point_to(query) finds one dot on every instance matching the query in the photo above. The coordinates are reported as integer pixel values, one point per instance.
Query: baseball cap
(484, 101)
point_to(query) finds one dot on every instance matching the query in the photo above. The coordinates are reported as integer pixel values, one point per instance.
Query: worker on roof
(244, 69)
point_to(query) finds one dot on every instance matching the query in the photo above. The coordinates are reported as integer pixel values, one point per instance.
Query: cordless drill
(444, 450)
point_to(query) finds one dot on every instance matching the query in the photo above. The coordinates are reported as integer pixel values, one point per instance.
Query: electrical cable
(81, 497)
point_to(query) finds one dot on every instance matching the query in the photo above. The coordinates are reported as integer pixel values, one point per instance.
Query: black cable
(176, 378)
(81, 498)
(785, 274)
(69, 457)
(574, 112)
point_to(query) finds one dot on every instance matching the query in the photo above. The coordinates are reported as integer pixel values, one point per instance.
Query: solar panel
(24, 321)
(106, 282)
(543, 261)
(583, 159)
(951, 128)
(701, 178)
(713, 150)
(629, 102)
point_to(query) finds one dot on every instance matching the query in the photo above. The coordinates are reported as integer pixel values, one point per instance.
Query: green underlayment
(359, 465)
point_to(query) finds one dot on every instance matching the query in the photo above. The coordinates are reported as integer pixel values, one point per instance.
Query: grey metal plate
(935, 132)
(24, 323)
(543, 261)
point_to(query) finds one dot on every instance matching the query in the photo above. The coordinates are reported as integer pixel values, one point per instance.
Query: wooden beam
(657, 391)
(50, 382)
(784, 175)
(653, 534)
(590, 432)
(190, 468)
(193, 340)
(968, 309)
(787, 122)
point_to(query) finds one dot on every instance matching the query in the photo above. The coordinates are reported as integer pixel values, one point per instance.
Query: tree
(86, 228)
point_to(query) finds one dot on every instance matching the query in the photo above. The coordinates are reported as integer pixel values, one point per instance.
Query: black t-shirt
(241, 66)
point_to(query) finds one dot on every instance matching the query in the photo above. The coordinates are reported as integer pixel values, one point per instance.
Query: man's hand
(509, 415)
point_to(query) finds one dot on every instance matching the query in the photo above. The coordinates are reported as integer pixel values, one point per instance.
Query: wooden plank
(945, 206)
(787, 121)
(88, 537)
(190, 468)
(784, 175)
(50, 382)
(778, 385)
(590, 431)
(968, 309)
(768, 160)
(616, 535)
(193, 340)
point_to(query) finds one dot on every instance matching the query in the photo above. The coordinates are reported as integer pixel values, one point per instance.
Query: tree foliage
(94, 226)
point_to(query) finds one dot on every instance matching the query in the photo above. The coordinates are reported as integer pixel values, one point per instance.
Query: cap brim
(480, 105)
........
To be done
Provide all the records again, word for word.

Exercise answer
point_to(query) finds one dot on every instance matching the query in the photo above. The coordinates are reported as integer pixel values, one point per instance.
Query: baseball cap
(484, 101)
point_to(query) finds one dot on every instance matching the query in the photo above. The coordinates are reported as integer pixel values, one point per instance.
Query: worker on roof
(244, 69)
point_to(query) finds one dot on every instance matching the query in the photo above. The coordinates are reported as integer pixel values, one point per instance.
Query: cordless drill
(444, 450)
point_to(query) finds one dot on every instance matching the query in the photo above. The coordinates are reported as integer pixel values, one point per instance.
Query: electrical cable
(81, 497)
point_to(query) finds one dot on every instance matching the query in the photo above. The coordinates are reported as integer pixel values, one point per instance.
Query: black cable
(176, 378)
(81, 498)
(785, 274)
(69, 457)
(574, 112)
point_to(query) finds one dot on every instance matching the query in the photo above. The coordinates are reported as integer pixel values, one point per instance.
Query: solar panel
(24, 321)
(106, 282)
(543, 261)
(583, 159)
(951, 128)
(701, 178)
(713, 150)
(629, 102)
point_to(query) finds one dot on every instance matching the query in the photo above. The coordinates are reported as integer pixel values, one point per instance.
Query: green underlayment
(359, 465)
point_to(query) finds one dot on every instance matching the query in the photo above. The coordinates are reported as integer pixel values, one point per instance.
Query: grey metal plate
(935, 132)
(24, 323)
(543, 261)
point_to(query) finds one dot on every instance matching the query in the photo above. The coordinates are reported as integer pixel values, one point per instance.
Query: wooden beam
(657, 391)
(50, 382)
(784, 175)
(653, 534)
(590, 432)
(190, 468)
(193, 340)
(968, 309)
(787, 122)
point_to(query) finds one dot on every instance matching the query in the photo above. The coordinates are reported as integer pixel values, one point per instance.
Query: tree
(86, 228)
point_to(query) finds one dot on every instance matching the query in the photo above. The coordinates are reported as integer pixel values, one point per instance.
Query: black t-shirt
(241, 66)
point_to(query) finds one dot on every instance matching the query in the photo above. The coordinates are reported as integer pixel values, one point per instance.
Query: man's hand
(509, 415)
point_to(query) finds one dot on every instance matching the query in the photo above. The coordinates are reported as integer pixel values, one point per instance.
Query: wooden plank
(945, 206)
(787, 121)
(88, 537)
(190, 468)
(784, 175)
(50, 382)
(778, 385)
(590, 431)
(968, 309)
(768, 160)
(616, 535)
(193, 340)
point_to(query) finds one dot on every instance matching the query in the photo above. The coordinates are reported as integer pixel values, one point per instance.
Query: tree foliage
(94, 226)
point_to(query) finds one dot on every instance matching the query in the photo above. The coordinates are reported as integer pixel values, one point per instance.
Query: cap brim
(480, 105)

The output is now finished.